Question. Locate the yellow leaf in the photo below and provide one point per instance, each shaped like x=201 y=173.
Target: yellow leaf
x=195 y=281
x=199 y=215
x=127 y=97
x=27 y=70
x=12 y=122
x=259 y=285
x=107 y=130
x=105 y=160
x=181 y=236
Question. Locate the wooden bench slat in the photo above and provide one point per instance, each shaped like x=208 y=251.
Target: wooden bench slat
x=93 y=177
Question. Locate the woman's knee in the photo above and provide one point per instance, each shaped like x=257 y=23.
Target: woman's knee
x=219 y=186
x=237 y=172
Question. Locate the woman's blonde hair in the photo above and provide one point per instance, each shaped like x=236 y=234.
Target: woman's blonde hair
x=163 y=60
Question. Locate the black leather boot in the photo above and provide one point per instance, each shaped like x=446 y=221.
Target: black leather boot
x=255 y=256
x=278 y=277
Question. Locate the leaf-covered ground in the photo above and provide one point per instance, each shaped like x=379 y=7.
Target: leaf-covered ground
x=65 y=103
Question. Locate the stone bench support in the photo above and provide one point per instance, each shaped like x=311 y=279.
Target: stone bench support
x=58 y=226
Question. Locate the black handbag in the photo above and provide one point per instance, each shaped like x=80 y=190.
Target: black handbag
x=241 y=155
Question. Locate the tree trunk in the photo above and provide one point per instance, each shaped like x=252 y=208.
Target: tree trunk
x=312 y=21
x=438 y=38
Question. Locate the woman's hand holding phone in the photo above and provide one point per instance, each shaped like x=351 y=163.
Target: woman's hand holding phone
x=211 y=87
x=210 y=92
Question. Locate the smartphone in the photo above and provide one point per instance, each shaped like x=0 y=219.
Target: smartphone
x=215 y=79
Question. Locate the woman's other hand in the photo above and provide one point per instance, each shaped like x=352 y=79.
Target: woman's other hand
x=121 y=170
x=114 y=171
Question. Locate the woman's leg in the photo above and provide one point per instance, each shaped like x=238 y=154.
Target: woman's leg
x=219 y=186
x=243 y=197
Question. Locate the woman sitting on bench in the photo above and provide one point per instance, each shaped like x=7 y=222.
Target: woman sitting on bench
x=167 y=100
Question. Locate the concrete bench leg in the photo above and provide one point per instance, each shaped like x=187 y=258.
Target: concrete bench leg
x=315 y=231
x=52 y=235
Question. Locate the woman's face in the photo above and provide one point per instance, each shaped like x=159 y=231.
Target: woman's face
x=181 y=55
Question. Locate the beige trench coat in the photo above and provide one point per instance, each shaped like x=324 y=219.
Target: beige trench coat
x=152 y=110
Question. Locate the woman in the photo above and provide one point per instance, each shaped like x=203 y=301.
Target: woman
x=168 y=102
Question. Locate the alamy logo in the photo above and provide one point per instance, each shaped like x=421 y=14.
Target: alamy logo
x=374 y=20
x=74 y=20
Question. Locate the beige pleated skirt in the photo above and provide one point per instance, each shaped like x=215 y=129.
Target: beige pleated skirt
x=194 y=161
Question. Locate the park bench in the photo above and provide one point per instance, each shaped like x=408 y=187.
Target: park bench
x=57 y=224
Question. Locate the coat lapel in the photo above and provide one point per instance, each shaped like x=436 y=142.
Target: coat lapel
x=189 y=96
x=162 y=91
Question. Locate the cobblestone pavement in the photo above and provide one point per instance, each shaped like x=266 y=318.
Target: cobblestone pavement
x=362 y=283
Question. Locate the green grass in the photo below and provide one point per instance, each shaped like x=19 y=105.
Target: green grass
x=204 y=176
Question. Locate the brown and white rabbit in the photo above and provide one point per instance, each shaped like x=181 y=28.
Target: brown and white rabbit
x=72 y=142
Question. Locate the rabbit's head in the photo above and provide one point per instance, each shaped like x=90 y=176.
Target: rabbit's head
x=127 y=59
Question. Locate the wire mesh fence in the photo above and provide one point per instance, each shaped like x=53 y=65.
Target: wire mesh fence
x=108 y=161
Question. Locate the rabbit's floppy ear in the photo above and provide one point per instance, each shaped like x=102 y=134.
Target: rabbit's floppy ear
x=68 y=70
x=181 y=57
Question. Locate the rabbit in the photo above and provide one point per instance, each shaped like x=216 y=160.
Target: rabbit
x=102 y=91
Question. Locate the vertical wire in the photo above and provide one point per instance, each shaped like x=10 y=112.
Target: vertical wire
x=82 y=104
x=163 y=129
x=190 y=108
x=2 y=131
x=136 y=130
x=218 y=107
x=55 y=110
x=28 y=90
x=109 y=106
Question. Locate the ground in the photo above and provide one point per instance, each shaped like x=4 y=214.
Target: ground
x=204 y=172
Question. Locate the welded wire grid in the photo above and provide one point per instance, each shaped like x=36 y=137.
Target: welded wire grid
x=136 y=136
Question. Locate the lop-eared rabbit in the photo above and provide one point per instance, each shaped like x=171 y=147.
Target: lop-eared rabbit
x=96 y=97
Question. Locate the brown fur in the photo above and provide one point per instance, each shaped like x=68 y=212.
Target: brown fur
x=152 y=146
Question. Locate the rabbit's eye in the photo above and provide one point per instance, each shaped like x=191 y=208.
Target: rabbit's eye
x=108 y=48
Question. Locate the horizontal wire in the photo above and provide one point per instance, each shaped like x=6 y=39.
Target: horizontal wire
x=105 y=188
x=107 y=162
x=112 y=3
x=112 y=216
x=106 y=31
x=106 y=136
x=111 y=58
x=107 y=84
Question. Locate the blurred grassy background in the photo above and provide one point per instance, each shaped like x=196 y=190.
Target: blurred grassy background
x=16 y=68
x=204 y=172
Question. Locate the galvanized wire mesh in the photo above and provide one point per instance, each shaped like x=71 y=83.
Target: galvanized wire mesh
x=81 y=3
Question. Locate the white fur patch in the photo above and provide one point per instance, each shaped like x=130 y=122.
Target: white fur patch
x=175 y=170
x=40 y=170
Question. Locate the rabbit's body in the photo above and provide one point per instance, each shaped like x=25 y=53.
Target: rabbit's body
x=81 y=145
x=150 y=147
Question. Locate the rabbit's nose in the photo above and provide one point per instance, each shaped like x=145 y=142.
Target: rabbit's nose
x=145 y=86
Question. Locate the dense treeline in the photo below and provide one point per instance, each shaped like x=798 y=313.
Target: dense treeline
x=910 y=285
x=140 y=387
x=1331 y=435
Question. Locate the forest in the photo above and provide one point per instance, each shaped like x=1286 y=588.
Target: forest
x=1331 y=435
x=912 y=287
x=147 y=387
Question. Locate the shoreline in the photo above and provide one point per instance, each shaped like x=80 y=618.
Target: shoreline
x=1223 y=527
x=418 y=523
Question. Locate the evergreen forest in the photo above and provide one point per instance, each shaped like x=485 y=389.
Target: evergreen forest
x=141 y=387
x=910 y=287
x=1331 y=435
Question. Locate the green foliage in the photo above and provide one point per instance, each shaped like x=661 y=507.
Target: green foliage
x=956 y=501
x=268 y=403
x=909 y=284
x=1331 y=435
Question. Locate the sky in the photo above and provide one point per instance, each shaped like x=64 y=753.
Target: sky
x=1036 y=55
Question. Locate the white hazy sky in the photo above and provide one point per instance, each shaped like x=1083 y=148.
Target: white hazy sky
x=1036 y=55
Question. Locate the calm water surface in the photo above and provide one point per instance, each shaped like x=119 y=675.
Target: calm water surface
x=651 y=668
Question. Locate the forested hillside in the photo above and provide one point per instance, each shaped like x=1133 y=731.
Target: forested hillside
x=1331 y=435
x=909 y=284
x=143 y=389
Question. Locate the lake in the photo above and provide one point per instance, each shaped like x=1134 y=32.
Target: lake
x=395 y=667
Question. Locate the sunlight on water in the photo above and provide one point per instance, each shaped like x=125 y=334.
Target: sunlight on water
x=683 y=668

——————————

**What is expected:**
Return exactly the lines from the one containing "Question. Locate the forested" through the last line of the records above, both included, and nothing else.

**Output for this exercise:**
Question. Locate the forested hillside in the photo above and provide one point per instance, each shaped like x=1133 y=731.
Target: forested hillside
x=1331 y=435
x=909 y=284
x=143 y=389
Question. Locate the lake in the photo above and provide one point per instance, each shaped like x=1134 y=32.
Target: lake
x=395 y=667
Question. Locate the sunlight on water in the photo above and provide one point per instance, each shaped like x=125 y=334.
Target: sunlight on water
x=683 y=668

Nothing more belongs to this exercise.